> _Langkah Kerja_
1. Salin dengan persis bagian artikel tentang stimulus Bank of England dari "Bank of England Tingkatkan" sampai "memangkas perkiraan pertumbuhannya.".
2. Berapa lama penguncian wilayah total yang dimulai kembali di Inggris menurut artikel tentang stimulus Bank of England?

::: Kutipan Teks :::

Bank of England Tingkatkan Stimulus untuk Menangani Covid-19 dan Ancaman Brexit
Berita Baru, Internasional – Bank of England (BoE) meningkatkan stimulus pembelian obligasi dengan 150 miliar pound ($ 195 miliar), angka yang lebih besar dari perkiraan sebagai persiapan melemahnya ekonomi yang diakibatkan oleh penguncian wilayah akibat pandemi virus corona dan dari Brexit juga.
Saat Inggris memulai kembali penguncian wilayah total (lockdown) selama empat minggu untuk mencegah gelombang kedua COVID-19, BoE mengatakan masih mempertimbangkan pro dan kontra dari pengambilan suku bunga, tetapi tidak memberikan pembaruan tentang prosesnya.
“Jika prospek inflasi melemah, Komite siap untuk mengambil tindakan tambahan apa pun yang diperlukan untuk mencapai kewenangannya,” kata BoE saat memangkas perkiraan pertumbuhannya.
Ekonomi Inggris seperti dilansir dari Reuters, telah menyusut dengan rekor 11% pada tahun 2020 secara keseluruhan, lebih dari 9,5% sebagaimana yang diperkirakan pada bulan Maret, dan memangkas estimasi untuk pemulihan tahun depan.
“Prospek ekonomi tetap tidak pasti,” kata BoE, menunjuk pada krisis COVID-19 dan hubungan perdagangan yang masih belum terselesaikan antara Inggris dan mitra dagang terdekatnya di Uni Eropa setelah 1 Januari.
Ekonomi Inggris didorong oleh lonjakan pengeluaran pemerintah yang dipicu oleh hutang, dan BoE membeli banyak dari obligasi tersebut.

::: Data Tersedia :::

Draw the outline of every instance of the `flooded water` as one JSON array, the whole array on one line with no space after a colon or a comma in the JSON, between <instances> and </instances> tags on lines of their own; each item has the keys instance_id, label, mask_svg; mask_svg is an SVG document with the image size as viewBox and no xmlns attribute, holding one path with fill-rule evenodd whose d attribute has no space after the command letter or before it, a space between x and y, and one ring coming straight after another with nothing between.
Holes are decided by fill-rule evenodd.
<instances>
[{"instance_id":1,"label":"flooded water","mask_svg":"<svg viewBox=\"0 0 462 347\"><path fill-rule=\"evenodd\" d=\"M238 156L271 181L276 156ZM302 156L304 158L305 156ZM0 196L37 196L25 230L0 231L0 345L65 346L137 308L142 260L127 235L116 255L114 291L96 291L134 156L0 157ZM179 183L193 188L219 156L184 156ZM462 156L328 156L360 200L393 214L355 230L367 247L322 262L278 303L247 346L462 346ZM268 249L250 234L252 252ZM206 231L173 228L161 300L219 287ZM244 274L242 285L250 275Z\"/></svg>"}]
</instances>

:::

> _Jawaban Anda_
1.
Bank of England Tingkatkan Stimulus untuk Menangani Covid-19 dan Ancaman Brexit
Berita Baru, Internasional – Bank of England (BoE) meningkatkan stimulus pembelian obligasi dengan 150 miliar pound ($ 195 miliar), angka yang lebih besar dari perkiraan sebagai persiapan melemahnya ekonomi yang diakibatkan oleh penguncian wilayah akibat pandemi virus corona dan dari Brexit juga.
Saat Inggris memulai kembali penguncian wilayah total (lockdown) selama empat minggu untuk mencegah gelombang kedua COVID-19, BoE mengatakan masih mempertimbangkan pro dan kontra dari pengambilan suku bunga, tetapi tidak memberikan pembaruan tentang prosesnya.
“Jika prospek inflasi melemah, Komite siap untuk mengambil tindakan tambahan apa pun yang diperlukan untuk mencapai kewenangannya,” kata BoE saat memangkas perkiraan pertumbuhannya.

2. Penguncian wilayah total itu berlangsung selama empat minggu.